> Request: Your output must consist solely of the lines from the one containing "Locate every instance of the concrete" through the end of the records, reproduced exactly.
-=-=-
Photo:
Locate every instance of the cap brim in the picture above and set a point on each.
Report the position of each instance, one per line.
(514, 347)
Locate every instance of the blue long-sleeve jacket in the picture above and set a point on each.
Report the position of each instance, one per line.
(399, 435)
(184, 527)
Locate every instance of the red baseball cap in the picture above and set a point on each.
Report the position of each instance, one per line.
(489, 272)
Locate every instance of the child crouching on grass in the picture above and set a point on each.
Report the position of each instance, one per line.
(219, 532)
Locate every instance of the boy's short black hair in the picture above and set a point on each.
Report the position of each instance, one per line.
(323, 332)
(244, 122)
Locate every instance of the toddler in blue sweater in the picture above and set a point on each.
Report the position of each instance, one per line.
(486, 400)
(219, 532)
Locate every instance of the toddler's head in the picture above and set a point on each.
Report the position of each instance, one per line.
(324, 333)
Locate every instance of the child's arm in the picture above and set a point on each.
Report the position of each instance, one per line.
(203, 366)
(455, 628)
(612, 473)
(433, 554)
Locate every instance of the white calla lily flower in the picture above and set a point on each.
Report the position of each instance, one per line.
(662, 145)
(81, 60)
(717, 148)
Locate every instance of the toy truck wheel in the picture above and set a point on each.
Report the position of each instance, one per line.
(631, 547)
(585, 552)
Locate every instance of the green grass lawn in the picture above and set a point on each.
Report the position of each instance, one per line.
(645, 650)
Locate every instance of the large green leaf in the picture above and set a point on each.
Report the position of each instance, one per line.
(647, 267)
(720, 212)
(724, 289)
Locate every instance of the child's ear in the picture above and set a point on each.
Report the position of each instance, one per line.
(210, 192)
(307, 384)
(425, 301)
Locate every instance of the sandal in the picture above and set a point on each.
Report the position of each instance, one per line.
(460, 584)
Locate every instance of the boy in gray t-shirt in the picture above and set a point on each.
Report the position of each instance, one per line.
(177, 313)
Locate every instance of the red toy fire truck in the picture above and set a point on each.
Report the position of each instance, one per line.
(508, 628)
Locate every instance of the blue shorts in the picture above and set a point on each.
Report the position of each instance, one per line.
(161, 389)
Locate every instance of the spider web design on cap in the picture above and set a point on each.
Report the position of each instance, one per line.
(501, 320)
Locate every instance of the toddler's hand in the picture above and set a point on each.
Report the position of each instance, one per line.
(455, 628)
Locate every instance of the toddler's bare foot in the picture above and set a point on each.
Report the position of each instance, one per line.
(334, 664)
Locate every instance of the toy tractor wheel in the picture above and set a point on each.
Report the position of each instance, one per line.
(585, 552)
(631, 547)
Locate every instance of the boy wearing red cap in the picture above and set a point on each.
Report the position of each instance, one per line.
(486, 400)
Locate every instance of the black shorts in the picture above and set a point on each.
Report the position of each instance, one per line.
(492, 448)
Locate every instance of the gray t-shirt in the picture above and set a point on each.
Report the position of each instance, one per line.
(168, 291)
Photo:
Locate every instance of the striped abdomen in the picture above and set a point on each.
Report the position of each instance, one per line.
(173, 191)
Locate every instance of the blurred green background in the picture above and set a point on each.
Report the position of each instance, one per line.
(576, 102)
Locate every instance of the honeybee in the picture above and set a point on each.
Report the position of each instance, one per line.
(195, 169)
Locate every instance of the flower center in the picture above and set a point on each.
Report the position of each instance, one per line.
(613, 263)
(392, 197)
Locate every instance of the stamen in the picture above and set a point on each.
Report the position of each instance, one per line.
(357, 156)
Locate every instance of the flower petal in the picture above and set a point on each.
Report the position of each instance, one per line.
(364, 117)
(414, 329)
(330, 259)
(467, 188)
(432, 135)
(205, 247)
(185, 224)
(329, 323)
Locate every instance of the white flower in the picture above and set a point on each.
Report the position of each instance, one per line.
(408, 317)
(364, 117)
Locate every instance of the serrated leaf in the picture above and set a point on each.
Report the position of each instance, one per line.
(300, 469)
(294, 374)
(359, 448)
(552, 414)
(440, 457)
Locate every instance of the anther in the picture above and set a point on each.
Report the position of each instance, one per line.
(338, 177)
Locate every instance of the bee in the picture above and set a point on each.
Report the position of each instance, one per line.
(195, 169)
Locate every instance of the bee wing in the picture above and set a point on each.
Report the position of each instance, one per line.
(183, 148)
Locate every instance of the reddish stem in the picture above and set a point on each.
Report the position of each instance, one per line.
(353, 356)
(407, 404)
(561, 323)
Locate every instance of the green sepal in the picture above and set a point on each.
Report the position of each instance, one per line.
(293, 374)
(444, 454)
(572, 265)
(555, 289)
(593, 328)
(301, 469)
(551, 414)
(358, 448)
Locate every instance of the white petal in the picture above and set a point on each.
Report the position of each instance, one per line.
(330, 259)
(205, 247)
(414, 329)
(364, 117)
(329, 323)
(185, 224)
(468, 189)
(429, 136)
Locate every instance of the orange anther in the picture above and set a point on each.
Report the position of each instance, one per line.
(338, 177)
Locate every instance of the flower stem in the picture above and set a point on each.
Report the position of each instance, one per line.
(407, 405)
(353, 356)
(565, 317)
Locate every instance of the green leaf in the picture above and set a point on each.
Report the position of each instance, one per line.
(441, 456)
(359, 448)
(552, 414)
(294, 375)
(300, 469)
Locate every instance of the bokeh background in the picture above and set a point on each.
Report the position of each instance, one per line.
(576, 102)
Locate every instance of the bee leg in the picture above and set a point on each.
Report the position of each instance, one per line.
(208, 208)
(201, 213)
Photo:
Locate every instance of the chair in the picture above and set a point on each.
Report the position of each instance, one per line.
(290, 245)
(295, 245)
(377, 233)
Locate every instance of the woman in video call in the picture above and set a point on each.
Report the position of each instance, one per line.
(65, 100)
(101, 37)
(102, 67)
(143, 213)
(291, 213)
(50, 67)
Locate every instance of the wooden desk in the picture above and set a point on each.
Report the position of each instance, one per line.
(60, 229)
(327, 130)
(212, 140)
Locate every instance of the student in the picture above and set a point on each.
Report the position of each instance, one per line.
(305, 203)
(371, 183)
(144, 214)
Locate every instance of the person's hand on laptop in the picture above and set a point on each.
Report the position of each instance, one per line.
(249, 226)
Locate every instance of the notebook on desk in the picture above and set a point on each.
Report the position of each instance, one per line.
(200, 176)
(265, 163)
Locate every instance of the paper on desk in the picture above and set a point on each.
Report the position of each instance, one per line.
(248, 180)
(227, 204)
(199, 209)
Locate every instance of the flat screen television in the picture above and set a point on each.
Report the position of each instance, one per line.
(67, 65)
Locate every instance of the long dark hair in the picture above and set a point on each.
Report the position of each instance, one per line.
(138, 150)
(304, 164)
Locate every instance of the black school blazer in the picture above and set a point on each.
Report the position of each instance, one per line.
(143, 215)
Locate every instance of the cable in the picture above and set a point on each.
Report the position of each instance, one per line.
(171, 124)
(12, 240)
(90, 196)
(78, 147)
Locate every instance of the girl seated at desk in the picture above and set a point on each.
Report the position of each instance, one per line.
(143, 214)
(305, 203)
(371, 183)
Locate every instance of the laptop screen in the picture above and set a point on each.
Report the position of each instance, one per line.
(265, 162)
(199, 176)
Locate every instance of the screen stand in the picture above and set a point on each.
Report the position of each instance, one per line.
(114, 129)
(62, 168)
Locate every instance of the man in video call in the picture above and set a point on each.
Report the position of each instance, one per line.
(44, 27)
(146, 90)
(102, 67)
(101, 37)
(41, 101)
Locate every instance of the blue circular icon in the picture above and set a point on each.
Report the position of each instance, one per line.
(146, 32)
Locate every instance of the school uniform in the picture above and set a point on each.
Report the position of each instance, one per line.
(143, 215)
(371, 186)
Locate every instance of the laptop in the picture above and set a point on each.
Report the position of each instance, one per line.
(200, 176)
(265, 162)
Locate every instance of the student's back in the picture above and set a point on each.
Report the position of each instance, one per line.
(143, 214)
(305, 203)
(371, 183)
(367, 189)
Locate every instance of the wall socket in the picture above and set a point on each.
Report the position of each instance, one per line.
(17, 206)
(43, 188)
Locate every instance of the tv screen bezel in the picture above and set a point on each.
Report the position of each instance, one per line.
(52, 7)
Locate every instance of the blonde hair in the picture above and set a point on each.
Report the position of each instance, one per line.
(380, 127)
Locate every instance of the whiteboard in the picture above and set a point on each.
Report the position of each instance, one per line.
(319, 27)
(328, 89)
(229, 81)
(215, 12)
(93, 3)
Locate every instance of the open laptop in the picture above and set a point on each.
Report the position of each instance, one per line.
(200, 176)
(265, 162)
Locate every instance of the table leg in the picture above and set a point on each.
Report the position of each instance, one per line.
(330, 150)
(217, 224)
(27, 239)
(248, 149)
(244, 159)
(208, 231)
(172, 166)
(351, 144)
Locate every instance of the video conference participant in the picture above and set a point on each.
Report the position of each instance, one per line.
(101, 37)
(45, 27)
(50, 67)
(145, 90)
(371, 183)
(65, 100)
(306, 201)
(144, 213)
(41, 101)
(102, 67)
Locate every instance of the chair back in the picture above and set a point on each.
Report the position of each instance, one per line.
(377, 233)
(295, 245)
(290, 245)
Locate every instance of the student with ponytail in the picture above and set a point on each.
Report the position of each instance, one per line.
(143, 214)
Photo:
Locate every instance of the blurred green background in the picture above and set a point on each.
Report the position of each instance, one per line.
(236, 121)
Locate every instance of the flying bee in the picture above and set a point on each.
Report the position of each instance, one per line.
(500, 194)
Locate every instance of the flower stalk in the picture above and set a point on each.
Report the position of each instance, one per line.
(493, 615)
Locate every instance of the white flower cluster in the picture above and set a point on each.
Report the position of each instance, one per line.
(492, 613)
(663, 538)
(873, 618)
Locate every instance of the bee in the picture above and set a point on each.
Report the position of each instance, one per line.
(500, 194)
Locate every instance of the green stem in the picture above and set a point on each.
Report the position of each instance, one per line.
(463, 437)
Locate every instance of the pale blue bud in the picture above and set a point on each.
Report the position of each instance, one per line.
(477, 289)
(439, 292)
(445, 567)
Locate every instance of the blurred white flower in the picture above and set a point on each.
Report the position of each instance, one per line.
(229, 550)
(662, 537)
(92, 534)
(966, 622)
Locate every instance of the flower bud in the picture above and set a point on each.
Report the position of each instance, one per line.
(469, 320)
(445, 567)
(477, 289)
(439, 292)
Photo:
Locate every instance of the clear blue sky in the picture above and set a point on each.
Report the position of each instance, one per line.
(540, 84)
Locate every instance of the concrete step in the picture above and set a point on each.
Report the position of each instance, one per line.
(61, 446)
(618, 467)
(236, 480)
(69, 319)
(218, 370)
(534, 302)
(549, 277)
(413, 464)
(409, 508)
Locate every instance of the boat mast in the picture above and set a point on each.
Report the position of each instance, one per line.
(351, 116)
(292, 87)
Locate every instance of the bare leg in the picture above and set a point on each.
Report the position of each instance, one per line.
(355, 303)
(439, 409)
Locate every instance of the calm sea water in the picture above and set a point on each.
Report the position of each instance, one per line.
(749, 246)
-=-=-
> Result below:
Locate every instance of the concrete step in the picture above and set a point on each.
Report the position of each instance, one per line.
(61, 446)
(618, 467)
(236, 480)
(69, 319)
(218, 370)
(534, 302)
(549, 277)
(413, 464)
(409, 508)
Locate every instance of the boat mast in the picture above and set a point on each.
Report the position of each instance, one per line.
(351, 116)
(292, 87)
Locate every instance of the bare leg in the picture above and set a point on each.
Report the position of each instance, one per line.
(355, 303)
(439, 409)
Locate every instance of the calm sea water in the picture above and set a point on each.
Report the position of each instance, one per line.
(749, 246)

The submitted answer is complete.